• Task goal
Transcribe the lines exactly, beginning with the one that contains "of the flock" and ending with the final line of the records. Do not transcribe pictures.
....
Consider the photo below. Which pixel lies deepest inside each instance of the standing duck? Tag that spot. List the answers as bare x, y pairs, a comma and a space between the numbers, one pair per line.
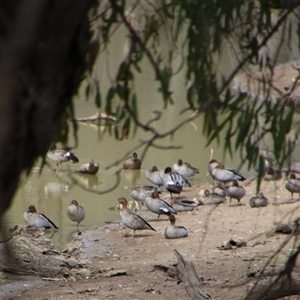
211, 166
132, 163
223, 174
184, 169
211, 198
158, 206
259, 201
293, 185
174, 182
174, 231
272, 174
76, 213
132, 220
60, 155
236, 191
268, 155
89, 168
32, 217
155, 176
141, 192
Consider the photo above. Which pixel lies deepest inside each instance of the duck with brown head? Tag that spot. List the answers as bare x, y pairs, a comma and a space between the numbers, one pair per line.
155, 176
61, 155
132, 220
76, 213
185, 169
32, 217
173, 182
158, 206
175, 231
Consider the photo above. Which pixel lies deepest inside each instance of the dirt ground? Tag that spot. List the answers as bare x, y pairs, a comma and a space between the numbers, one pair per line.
125, 267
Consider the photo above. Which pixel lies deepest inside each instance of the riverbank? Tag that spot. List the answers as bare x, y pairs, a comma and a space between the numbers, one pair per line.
122, 267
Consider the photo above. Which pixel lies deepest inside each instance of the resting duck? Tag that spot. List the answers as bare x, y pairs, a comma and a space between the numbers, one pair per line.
132, 163
273, 175
223, 174
76, 213
211, 198
220, 189
174, 231
158, 206
132, 220
185, 204
141, 192
155, 176
185, 169
235, 191
60, 155
259, 201
32, 217
89, 168
293, 184
174, 182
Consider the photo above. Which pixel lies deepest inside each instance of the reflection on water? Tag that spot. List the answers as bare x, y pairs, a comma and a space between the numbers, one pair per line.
52, 192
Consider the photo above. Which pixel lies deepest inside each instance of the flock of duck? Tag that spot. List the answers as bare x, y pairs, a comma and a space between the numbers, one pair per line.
172, 179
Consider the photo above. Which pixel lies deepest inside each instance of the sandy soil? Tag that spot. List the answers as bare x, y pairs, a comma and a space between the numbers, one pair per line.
123, 267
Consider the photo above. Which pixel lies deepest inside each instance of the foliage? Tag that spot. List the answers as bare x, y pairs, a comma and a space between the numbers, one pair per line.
201, 31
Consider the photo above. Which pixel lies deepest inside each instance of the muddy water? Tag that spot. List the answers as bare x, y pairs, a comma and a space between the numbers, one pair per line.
51, 192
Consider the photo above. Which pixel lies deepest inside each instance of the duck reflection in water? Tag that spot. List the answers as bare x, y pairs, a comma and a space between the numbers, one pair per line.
87, 181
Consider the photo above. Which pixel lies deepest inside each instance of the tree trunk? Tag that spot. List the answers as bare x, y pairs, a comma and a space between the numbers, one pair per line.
187, 274
43, 46
27, 252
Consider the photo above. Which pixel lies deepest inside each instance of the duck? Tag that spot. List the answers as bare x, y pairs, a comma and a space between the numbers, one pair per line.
89, 168
132, 163
185, 204
174, 182
235, 191
293, 185
60, 155
155, 176
220, 189
268, 155
211, 198
185, 169
259, 201
75, 213
272, 174
211, 165
141, 192
174, 231
132, 220
220, 173
158, 206
32, 217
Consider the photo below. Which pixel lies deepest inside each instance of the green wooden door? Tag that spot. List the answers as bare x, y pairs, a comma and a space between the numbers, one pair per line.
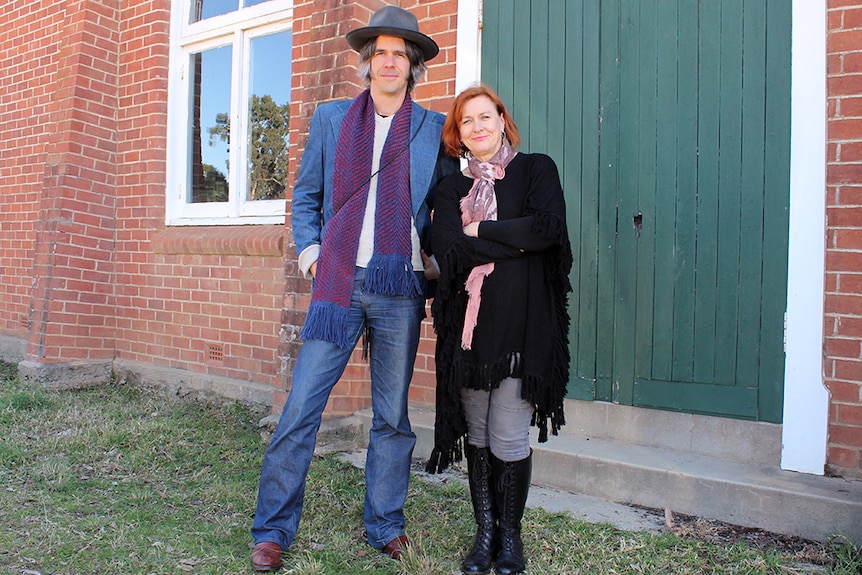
....
• Result below
Consider the photo above. Which pixel lies deepest inside each instance of the flock of duck? Tag that spot. List the answers as bare x, y pairs, a comma and a space between the numbers, one pair per line.
172, 179
Consider the photo above. Which pixel lies deepest inside each instance of the sandy soil? Tag that spot. List the answers as bare x, y pairs, a comma and a space between the numbers, one pair per line.
123, 267
Consider the photo above. Which pixel lies deepest inside each instance of the foliage? Tag that spot. List the answers as bare x, y pairs, a comma and a space between the numbers, one pair per line.
201, 31
Consider the photo above. Which pixel lies deepest inside each instance of the muddy water? Tag that spot. List the answers as bare x, y pairs, a comma and a space between the numbers, one pair per line.
51, 192
Consider the photo above. Which pixel lies deepest inside each instance of the duck reflection in water? Tag that spot. List the answers as bare x, y pairs, a comma and a space between the numbers, one pair per line.
87, 181
Consider the photo above. Which pixel lies deepest inside each instance of the tree trunk? Tag that spot. List the answers as bare x, y pairs, a comma and a space between the numbers, one pair per line.
187, 274
43, 46
27, 252
Consider the photo above. Which pixel lies deepest inside each instance of the duck? Tag that spot. List the answers as bare x, y pairs, a comma and a space between the numbers, one pair per line.
89, 168
132, 163
185, 204
174, 182
235, 191
293, 185
60, 155
155, 176
220, 189
268, 155
211, 198
185, 169
259, 201
75, 213
272, 174
211, 165
141, 192
174, 231
132, 220
220, 173
158, 206
32, 217
Consider the photo below. Which pixel lies deepest inside each instance of the green wooden door? Tag that spot. List the answers as bare x, y pairs, a comma and a space between the numbers, one pair per line.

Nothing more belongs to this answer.